## What is being asked
Write out all of the data exactly as it appears.

----- Source information -----

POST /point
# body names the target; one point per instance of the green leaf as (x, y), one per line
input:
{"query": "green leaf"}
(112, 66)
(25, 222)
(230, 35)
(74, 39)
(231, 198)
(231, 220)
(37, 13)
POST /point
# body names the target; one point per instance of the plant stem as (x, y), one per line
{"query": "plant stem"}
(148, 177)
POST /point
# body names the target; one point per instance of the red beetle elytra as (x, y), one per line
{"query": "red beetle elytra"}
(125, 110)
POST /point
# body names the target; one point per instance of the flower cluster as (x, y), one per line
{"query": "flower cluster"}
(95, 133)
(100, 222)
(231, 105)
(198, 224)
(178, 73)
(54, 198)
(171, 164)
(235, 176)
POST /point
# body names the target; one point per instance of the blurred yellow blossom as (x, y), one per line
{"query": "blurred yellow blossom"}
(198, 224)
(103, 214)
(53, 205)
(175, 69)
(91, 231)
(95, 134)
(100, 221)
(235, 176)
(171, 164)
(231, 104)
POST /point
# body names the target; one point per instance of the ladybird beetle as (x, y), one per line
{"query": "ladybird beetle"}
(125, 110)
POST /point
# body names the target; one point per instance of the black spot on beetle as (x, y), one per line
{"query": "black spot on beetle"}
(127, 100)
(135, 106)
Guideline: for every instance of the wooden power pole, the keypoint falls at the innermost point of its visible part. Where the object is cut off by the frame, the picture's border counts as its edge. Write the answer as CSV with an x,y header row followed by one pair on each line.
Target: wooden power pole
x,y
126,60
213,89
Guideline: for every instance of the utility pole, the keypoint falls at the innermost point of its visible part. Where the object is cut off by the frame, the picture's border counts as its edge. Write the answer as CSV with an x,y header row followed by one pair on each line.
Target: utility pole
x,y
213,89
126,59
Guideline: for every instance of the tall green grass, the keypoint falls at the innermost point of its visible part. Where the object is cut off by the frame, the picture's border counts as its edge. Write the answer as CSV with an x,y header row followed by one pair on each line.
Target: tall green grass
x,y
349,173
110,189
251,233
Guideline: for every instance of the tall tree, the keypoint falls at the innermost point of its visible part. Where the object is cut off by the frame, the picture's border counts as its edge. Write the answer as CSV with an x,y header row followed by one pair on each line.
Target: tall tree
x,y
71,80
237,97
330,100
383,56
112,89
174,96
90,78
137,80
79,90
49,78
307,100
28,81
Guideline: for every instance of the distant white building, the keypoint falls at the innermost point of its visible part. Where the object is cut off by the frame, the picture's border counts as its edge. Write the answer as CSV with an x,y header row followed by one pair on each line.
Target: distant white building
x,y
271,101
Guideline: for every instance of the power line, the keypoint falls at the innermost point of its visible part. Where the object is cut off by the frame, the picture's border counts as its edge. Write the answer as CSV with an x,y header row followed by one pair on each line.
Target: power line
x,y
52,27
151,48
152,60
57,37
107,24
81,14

-----

## Response for this exercise
POST /point
# body names the target; one point per instance of the green leaf as (x, y), one per line
input:
{"query": "green leaf"}
(112, 66)
(25, 222)
(230, 35)
(74, 39)
(231, 198)
(231, 220)
(37, 13)
POST /point
# body names the target; one point per instance of the plant stem as (x, y), one per line
{"query": "plant stem"}
(148, 177)
POST /point
# body names the target; one point per instance of the red beetle elytra as (x, y), one per line
{"query": "red beetle elytra"}
(125, 110)
POST /point
# body names the target; one point per instance of the flower cluster as (x, y), one per line
{"query": "flower cluster"}
(95, 133)
(100, 222)
(231, 105)
(198, 224)
(178, 73)
(54, 198)
(171, 164)
(235, 176)
POST /point
# body names the target; one point per instance of the blurred yellow blossom as (x, y), one per line
{"query": "blurred yellow blossom"}
(198, 224)
(103, 214)
(53, 205)
(175, 69)
(91, 231)
(95, 134)
(100, 221)
(235, 176)
(171, 164)
(231, 104)
POST /point
# body names the target; one point per instance of the ladybird beetle as (x, y), one per line
{"query": "ladybird beetle"}
(125, 110)
POST /point
# body names the target; one point per instance of the black spot on beetle as (x, y), one per line
{"query": "black spot on beetle"}
(127, 100)
(135, 106)
Guideline: for every instance of the wooden power pole, the keypoint falls at the innermost point of its visible part. Where the object is cut off by the frame, the picture's border counts as its edge. Write the answer as CSV with an x,y header row followed by one pair on each line.
Target: wooden power pole
x,y
126,60
213,89
Guideline: for every instance of the utility pole, the keypoint falls at the innermost point of its visible part. Where the object is cut off by the frame, the picture's border counts as its edge. Write the answer as CSV with an x,y header row followed by one pair on each line.
Target: utility pole
x,y
213,89
126,59
Guideline: for every instance of the tall green grass, the keypoint falls at the innermost point of its visible part. Where the object is cut off by the frame, the picture's border counts as its edge. Write the answer as CSV with an x,y header row followed by one pair on each line.
Target: tall green grass
x,y
349,173
110,189
251,233
Guideline: for every instance of the tall tree, the keypoint falls at the innermost point of its visible part. Where the object is cut off by the frame, the picture's border counts as its edge. Write the answer as CSV with an x,y header row followed by one pair on each line.
Target: tall tree
x,y
71,80
237,97
330,100
383,56
112,89
174,96
90,78
137,80
79,90
49,78
307,100
28,81
Guideline: for every instance of the distant white building, the keypoint falls at the innermost point of its visible part. Where the object is cut off by the frame, the picture's border counts as its edge. Write the answer as CSV with an x,y header row followed by one pair on each line.
Target: distant white building
x,y
271,101
Guideline: for every instance of the power line, the keypoint falls at the innermost point of its visible part. Where the object is cut off by the frame, the picture's border counts as its edge. Write the answer as CSV with an x,y header row followed by one pair on each line.
Target: power line
x,y
52,27
151,48
152,60
57,37
107,24
81,14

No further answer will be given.